» **Page extract**

Mid-shots of Stan in his chair expose a clutter on the table in front of him of
a full ashtray, five miniature bottles and two glasses, as well as his jacket
hanging on a corner of the back of the armchair (and possibly about to fall off).
When Hilda is seen behind the table, the chief property visible is a vase of
yellow, white and pink chrysanthemums, the two shots presenting two different interpretations
of the room, as site of either informal practicality or harmonious decoration.
Hilda’s
awareness of the elegant space and frustration at Stan’s imperceptions provokes
a speech that articulates the significance that the character attaches to the
room, reflecting back from the idealised space to the flawed, quotidian, world
of the domestic home:
I just wish you was a bit more sensitised. To
this place, for instance. Can’t you see the difference, Stan, between here and
Number 13? It’s nicer, brighter, you know? There’s nothing tatty about it. No
paint peeling or carpets fraying. And everything works. The doors close proper
and the cupboards and all that. Ooh, just look at them beautiful curtains! No,
it’s that better life what we’ve never had, chuck.

» **Raw data**

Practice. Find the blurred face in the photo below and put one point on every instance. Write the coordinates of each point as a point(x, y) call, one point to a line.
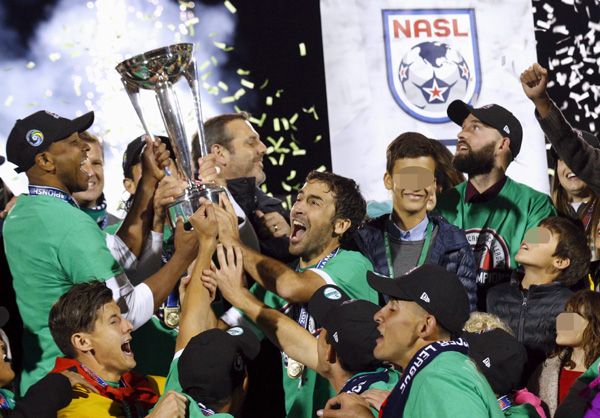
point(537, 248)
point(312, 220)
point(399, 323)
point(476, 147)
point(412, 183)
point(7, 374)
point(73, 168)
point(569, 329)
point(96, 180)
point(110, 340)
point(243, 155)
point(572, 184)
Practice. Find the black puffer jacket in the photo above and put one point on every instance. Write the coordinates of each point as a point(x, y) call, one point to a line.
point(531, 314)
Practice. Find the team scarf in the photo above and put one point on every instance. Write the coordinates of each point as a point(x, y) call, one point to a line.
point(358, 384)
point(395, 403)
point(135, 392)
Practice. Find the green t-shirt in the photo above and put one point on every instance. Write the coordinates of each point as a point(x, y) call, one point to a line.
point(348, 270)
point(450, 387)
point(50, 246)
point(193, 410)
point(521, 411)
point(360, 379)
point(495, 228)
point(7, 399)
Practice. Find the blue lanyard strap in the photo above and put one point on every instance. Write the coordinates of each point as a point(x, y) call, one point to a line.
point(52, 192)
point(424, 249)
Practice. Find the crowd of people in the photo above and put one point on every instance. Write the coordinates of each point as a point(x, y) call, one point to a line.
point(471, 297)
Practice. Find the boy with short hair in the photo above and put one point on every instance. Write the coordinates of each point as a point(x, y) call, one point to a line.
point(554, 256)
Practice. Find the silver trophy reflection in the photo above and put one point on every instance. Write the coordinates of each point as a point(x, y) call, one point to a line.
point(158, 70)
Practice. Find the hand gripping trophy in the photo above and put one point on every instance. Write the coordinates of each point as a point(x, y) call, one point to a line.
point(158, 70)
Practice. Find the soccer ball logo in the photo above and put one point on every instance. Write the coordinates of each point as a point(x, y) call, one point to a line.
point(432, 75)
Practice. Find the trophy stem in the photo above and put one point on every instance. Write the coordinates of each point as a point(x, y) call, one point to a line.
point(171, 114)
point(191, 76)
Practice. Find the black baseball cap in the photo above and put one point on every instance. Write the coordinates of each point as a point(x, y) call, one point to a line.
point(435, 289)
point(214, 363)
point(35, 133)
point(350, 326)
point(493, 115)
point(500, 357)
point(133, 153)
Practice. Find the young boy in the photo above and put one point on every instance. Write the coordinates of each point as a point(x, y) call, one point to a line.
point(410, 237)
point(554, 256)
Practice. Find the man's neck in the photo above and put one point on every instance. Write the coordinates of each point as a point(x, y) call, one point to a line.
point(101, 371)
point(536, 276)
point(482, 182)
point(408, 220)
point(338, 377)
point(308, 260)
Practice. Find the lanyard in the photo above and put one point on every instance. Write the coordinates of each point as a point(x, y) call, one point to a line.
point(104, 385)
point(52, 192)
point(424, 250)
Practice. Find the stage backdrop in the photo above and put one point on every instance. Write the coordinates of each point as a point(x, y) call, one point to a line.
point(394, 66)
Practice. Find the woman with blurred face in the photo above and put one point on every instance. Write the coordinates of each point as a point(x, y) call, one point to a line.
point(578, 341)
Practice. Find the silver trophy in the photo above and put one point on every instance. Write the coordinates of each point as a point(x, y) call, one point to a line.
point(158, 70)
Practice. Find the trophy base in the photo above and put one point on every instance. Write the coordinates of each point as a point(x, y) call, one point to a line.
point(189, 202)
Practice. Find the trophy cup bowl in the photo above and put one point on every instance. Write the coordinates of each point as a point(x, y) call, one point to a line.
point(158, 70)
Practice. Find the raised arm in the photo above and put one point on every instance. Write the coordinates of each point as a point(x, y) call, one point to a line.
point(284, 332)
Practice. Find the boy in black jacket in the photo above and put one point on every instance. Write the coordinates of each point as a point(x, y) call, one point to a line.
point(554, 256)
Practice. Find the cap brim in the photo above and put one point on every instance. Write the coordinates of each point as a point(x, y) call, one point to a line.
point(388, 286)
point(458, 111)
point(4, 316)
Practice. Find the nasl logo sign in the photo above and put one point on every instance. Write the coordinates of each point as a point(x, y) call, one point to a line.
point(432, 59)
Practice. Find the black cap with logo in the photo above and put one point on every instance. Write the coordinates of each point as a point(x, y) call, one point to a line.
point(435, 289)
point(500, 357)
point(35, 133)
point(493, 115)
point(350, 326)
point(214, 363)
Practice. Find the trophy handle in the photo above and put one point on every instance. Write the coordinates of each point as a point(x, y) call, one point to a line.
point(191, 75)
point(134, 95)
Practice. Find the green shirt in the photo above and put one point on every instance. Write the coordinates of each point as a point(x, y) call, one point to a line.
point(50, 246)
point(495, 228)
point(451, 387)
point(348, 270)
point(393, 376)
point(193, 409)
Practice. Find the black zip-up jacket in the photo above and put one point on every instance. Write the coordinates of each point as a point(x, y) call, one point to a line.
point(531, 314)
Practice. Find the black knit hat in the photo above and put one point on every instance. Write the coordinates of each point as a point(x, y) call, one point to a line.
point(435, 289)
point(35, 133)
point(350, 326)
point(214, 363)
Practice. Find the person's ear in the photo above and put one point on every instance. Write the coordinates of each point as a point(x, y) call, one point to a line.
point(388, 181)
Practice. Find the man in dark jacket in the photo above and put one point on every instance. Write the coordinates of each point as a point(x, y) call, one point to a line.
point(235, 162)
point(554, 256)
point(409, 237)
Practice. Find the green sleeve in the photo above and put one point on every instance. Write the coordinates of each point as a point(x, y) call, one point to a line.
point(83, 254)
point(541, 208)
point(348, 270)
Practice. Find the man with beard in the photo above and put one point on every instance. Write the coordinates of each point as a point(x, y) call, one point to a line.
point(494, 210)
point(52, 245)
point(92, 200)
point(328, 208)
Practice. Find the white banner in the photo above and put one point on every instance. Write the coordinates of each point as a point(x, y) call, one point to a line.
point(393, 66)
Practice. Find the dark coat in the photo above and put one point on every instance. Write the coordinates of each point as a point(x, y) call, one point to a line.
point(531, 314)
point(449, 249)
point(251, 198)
---
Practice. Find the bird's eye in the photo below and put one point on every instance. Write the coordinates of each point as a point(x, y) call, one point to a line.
...
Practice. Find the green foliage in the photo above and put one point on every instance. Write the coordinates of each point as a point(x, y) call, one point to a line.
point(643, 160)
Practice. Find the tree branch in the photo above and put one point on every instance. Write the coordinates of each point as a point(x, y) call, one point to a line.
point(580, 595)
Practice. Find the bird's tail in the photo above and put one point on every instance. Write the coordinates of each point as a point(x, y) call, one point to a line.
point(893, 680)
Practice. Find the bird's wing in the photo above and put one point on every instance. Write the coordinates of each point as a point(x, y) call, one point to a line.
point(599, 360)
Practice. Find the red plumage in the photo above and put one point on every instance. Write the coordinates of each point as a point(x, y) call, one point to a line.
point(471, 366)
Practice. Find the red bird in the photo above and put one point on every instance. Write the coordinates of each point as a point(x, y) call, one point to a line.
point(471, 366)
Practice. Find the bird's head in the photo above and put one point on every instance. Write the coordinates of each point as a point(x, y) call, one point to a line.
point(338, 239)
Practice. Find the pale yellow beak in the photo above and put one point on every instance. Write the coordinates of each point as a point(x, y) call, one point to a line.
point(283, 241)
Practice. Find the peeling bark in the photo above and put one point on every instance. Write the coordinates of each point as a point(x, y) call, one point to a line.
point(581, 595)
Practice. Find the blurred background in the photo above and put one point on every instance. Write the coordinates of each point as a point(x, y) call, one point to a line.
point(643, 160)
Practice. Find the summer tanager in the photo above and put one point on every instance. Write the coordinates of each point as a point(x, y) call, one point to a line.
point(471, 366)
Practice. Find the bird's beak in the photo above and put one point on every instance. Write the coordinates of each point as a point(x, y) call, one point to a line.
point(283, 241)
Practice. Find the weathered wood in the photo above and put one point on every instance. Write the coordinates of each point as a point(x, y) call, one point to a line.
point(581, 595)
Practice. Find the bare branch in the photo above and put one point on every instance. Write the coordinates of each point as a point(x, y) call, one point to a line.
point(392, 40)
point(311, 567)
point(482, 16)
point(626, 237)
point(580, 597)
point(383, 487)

» **Work instructions**
a - Write out the passage about Stan and Hilda word for word, from "When Hilda is" up to and including "or harmonious decoration.".
b - Extend the passage about Stan and Hilda past its last sentence.

» **Answers below**
a -
When Hilda is seen behind the table, the chief property visible is a vase of
yellow, white and pink chrysanthemums, the two shots presenting two different interpretations
of the room, as site of either informal practicality or harmonious decoration.

b -
On “brighter”
in this speech, Hilda herself brightens up and rises from the chair, to walk
around the room, noticing details of the décor, stopping to stroke the curtain
with great delicacy. This movement is shown in a wide shot that lasts for 80
seconds, the camera slowly following Hilda around the room, the stately motion
and full-body reactions allowing her a minute of grace and sensuality, distinct
from the back-and-forth rhythm of dialogue with Stan.
The design of
this one-off set is distinct from any of the regular sets of 1977 Coronation Street. Lighting is warm
rather than bright, with subtle shading. The colour scheme is of dark pink and
pale yellow, picking out the warm, bright, details of the flowers. The décor
has many pleasing details (lamps, ferns, small pictures of flowers and animals)
but evenly arranged, rather than cramped. Hilda’s appreciation of this room is
aesthetic, seen in her sensual pleasure in the bathroom suite and the curtains,
but Stan only sees the room in practical terms. Being in each other’s company
in this neutral, tidy, space away from home encourages wider reflection on the
part of the Ogdens of the state of their marriage and understanding of each
other, a discussion that they would be much less likely to have in the everyday
Coronation Street sets of home or the
Rovers Return.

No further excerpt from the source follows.